Directions ->
Reproduce verbatim the items from the line containing "Find the **chevrolet" up to and including the line containing "Please outline every instance of the **chevrolet".

Given entries ->
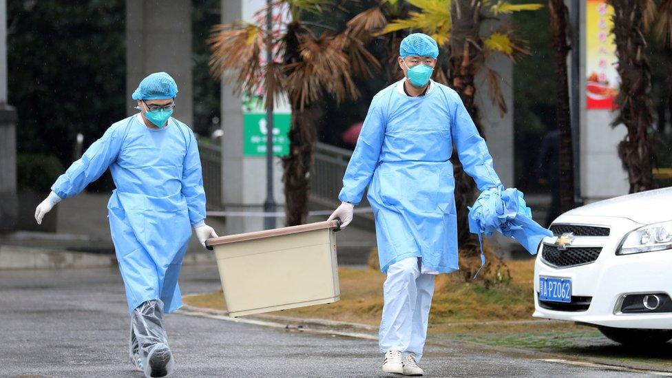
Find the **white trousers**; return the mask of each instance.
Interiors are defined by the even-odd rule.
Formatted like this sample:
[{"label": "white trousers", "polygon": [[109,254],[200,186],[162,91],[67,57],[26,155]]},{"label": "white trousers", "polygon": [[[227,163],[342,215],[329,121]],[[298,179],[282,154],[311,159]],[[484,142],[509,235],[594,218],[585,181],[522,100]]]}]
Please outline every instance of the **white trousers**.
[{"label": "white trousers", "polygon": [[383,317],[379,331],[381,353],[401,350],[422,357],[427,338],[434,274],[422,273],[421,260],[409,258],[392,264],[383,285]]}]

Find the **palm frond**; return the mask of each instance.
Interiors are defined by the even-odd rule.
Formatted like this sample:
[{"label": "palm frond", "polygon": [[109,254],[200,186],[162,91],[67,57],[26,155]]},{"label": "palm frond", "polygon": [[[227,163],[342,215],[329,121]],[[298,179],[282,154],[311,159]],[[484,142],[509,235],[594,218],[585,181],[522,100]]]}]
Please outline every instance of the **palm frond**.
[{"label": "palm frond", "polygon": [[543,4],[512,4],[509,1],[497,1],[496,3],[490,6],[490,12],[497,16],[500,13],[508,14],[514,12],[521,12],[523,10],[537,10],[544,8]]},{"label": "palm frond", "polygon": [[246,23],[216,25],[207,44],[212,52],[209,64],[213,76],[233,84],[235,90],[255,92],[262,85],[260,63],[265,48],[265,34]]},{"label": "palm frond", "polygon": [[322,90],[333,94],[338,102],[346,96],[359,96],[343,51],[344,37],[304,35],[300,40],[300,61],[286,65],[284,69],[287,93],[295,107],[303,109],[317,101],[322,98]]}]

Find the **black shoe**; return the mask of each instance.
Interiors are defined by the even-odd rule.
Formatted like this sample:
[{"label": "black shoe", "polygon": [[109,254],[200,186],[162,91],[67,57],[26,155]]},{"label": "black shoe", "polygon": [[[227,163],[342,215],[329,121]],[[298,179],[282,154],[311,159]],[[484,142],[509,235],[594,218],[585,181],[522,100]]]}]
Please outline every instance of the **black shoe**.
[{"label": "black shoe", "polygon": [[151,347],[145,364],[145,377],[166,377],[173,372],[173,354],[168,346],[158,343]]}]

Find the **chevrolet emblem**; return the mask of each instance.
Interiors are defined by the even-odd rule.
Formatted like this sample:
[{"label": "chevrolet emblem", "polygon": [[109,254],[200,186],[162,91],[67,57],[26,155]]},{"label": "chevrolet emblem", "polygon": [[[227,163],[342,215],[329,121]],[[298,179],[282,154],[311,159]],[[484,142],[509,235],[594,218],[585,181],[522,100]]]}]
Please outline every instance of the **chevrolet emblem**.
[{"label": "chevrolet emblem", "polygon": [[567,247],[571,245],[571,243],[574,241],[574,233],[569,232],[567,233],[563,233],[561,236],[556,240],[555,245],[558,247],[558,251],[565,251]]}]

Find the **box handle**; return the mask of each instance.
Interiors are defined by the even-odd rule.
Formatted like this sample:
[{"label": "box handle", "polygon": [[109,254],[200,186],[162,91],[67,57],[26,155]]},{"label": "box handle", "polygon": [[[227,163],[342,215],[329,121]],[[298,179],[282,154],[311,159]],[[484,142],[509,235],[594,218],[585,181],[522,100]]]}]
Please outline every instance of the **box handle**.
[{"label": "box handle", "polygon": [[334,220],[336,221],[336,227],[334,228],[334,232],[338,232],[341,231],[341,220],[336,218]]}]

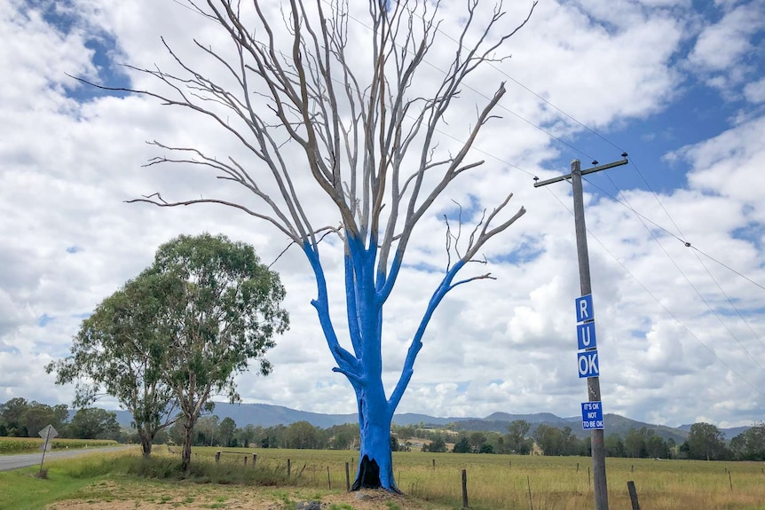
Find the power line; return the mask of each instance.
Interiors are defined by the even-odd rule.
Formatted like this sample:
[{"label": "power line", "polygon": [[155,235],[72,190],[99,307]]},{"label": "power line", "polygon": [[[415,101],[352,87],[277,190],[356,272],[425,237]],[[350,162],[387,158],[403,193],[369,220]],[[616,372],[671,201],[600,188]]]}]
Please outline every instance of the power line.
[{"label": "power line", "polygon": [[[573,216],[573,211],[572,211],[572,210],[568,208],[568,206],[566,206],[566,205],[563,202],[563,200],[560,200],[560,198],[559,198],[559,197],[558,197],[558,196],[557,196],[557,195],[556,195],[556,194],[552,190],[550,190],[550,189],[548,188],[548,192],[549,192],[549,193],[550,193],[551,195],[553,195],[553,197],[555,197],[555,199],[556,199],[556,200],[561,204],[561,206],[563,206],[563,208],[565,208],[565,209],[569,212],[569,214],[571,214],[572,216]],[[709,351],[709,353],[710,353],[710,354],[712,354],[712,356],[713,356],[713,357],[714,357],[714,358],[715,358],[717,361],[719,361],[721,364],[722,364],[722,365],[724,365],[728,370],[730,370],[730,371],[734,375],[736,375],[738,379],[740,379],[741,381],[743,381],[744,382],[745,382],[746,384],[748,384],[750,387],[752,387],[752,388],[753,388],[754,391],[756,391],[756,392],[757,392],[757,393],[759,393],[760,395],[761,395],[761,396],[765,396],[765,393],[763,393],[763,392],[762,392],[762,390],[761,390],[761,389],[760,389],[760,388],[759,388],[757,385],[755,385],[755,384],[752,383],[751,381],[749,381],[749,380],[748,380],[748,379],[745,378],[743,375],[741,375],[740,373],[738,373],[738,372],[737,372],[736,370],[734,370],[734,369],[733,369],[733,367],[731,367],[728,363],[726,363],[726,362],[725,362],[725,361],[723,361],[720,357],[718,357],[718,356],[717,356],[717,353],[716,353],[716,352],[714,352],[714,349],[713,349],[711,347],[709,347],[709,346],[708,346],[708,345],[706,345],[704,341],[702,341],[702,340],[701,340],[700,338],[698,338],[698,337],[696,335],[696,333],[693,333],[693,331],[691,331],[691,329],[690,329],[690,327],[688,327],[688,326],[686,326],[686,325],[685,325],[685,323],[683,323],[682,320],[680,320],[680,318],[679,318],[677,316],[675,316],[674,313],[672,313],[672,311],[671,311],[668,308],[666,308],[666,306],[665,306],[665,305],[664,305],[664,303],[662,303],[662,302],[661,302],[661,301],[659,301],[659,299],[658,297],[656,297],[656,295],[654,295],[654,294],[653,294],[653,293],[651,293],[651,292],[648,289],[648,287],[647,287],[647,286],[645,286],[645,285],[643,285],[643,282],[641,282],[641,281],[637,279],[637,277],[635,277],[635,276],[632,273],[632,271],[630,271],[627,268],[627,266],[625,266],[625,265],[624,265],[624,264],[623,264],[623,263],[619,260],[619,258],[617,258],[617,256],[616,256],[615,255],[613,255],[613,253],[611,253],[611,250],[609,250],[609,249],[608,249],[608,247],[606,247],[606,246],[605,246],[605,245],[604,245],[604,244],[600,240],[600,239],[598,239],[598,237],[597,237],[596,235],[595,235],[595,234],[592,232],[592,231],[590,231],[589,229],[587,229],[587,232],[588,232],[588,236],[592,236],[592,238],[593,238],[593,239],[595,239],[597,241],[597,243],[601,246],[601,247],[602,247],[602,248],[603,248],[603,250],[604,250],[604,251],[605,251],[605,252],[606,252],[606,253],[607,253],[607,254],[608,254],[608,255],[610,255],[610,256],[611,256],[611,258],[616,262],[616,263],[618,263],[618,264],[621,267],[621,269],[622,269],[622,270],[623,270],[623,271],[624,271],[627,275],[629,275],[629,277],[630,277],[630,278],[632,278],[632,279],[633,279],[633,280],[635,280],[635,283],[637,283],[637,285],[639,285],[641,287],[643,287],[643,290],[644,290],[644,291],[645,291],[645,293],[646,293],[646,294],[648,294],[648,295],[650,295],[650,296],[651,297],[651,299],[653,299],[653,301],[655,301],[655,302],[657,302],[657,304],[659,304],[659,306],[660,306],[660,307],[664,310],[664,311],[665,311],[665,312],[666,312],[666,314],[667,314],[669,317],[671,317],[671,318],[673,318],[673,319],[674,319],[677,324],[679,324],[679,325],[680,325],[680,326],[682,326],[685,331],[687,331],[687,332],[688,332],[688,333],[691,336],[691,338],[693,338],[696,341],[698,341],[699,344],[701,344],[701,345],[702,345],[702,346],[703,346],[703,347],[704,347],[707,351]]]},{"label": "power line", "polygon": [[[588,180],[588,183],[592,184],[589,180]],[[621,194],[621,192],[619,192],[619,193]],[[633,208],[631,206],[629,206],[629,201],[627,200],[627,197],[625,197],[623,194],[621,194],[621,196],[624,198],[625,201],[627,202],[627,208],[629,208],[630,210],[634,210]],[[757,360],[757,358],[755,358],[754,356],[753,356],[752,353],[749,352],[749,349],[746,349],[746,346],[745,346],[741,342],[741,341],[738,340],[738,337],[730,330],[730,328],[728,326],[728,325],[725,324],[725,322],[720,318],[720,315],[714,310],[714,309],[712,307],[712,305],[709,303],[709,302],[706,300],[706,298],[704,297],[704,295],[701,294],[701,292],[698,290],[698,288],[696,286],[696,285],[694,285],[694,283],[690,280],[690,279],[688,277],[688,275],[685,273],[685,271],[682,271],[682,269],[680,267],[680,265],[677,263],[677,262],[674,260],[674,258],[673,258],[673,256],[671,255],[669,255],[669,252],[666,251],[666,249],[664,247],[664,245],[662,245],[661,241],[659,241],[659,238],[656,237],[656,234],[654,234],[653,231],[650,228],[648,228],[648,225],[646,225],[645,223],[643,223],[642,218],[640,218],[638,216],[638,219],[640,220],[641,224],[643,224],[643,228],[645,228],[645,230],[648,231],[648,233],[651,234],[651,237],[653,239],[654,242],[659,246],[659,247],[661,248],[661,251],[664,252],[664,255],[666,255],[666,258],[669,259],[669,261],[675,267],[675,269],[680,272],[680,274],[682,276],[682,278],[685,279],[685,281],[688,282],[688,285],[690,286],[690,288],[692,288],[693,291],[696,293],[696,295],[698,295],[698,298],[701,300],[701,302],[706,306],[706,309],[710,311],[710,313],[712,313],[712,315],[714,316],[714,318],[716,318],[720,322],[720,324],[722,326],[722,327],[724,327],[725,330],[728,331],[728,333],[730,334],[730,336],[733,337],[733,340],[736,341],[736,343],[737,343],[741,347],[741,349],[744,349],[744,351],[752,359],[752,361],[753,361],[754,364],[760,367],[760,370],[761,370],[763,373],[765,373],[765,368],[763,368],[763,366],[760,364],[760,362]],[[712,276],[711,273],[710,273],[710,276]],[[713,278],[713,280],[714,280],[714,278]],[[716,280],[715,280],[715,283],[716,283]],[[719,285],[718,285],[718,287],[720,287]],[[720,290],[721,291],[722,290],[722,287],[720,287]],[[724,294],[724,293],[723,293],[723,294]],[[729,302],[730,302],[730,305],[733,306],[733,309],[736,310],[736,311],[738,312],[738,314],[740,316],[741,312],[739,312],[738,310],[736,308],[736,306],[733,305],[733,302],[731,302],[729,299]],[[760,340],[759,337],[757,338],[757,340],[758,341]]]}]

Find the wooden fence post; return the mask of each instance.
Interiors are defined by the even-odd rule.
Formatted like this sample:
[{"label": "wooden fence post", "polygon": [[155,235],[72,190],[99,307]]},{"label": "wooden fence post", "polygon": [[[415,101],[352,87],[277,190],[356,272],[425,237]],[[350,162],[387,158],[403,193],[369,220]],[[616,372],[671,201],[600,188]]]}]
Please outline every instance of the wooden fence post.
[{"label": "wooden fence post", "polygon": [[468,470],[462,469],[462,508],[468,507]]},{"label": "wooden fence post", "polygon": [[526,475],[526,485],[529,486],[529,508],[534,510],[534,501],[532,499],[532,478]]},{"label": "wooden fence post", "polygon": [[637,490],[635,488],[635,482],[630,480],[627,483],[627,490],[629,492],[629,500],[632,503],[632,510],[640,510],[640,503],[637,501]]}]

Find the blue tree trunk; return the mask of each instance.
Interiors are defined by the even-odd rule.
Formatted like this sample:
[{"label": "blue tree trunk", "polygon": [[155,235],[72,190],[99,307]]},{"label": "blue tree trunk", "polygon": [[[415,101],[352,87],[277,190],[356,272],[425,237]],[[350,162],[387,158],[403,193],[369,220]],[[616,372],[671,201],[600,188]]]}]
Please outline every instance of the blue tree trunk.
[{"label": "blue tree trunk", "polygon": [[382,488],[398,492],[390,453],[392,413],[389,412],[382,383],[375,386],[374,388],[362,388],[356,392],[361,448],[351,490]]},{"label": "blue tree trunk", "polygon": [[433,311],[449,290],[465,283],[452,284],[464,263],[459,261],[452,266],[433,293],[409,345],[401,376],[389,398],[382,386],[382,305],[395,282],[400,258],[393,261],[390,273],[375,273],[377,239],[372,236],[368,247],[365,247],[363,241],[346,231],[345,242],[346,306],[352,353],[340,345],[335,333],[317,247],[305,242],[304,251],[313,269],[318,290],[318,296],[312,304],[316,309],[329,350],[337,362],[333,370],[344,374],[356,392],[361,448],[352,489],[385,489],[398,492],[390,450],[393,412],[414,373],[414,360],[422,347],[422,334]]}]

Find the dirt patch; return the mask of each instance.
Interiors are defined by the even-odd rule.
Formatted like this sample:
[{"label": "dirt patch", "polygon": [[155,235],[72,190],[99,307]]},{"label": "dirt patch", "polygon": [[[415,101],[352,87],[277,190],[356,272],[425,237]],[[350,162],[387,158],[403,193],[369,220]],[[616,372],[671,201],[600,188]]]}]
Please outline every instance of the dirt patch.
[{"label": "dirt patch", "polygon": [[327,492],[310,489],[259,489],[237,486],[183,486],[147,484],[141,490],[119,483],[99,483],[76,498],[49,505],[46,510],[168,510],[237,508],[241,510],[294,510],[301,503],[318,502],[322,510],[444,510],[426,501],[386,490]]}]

Final result ->
Find the **chevrolet emblem**; return the mask of each instance.
Interiors are defined by the even-odd rule.
Formatted like this sample:
[{"label": "chevrolet emblem", "polygon": [[109,254],[200,186],[162,91],[67,57],[26,155]]},{"label": "chevrolet emblem", "polygon": [[[227,163],[342,215],[329,121]],[[298,179],[282,154],[311,159]],[[484,142],[509,235],[594,218],[585,181],[522,100]]]}]
Please outline every instance of the **chevrolet emblem**.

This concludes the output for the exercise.